Written instruction: Reproduce the following lines word for word, without changing anything.
------------------------------------------------
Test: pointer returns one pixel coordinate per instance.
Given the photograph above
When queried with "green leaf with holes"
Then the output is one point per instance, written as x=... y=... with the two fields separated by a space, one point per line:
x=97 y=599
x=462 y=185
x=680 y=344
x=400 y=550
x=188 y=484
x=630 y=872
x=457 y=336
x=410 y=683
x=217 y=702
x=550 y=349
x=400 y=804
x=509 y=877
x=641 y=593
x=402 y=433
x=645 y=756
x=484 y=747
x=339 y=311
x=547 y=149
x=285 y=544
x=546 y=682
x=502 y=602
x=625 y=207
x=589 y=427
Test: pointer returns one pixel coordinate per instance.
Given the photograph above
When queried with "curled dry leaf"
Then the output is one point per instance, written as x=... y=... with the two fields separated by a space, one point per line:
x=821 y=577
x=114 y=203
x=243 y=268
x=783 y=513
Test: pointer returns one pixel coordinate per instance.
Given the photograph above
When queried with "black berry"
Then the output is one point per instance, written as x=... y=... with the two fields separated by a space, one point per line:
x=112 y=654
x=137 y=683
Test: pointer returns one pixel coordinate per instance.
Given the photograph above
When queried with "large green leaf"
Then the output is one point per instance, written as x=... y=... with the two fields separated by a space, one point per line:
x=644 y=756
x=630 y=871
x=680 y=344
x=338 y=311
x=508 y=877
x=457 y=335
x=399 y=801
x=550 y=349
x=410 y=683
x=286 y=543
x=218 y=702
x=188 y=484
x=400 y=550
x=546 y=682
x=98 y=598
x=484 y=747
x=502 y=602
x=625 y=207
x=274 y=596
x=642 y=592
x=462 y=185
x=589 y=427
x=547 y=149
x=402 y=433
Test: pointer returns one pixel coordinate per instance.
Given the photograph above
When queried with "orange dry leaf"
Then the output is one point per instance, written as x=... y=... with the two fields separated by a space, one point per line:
------------------------------------------------
The completed task:
Test: pointer returns one pixel coordinate per instance.
Given the photograph above
When queried with "green leaf with holes"
Then the output is one point per instance, written as x=... y=... with the two fields separated by a space, one point per line:
x=97 y=599
x=462 y=185
x=680 y=344
x=400 y=550
x=188 y=484
x=630 y=872
x=457 y=336
x=410 y=683
x=217 y=702
x=550 y=349
x=400 y=804
x=509 y=877
x=641 y=593
x=402 y=433
x=645 y=756
x=484 y=747
x=339 y=311
x=547 y=149
x=285 y=544
x=546 y=682
x=502 y=602
x=625 y=207
x=589 y=427
Test: pointer returns one pixel coordinate per instance.
Given the photograph above
When queried with "curled dry leaf"
Then the output is one point per instance, written as x=... y=... with the two fields separated by a space, one point per line:
x=821 y=577
x=114 y=203
x=243 y=268
x=783 y=513
Test: pointer returns one pixel coordinate per instance.
Given the photograph above
When queried with "black berry"
Then the output is one point per instance, written as x=... y=... with the two fields separated by a space, one point per line:
x=112 y=654
x=137 y=683
Test: pointer returns one pixel coordinate per instance.
Given the photograph above
When queried with "large green leaf"
Then the output is one point per instance, written as x=... y=... with the two fields separated by a space, one point per line:
x=644 y=756
x=630 y=871
x=680 y=344
x=338 y=311
x=508 y=877
x=457 y=335
x=399 y=801
x=550 y=349
x=410 y=683
x=286 y=543
x=218 y=702
x=188 y=484
x=400 y=550
x=546 y=682
x=98 y=598
x=484 y=747
x=502 y=602
x=625 y=207
x=274 y=596
x=642 y=592
x=462 y=185
x=589 y=427
x=547 y=149
x=402 y=433
Test: pointer returns one pixel coordinate per instance.
Given the photograph above
When queried with "orange dry leaf"
Then the output is one point per instance, written as x=... y=... with the two fields separated by a space, one point per line:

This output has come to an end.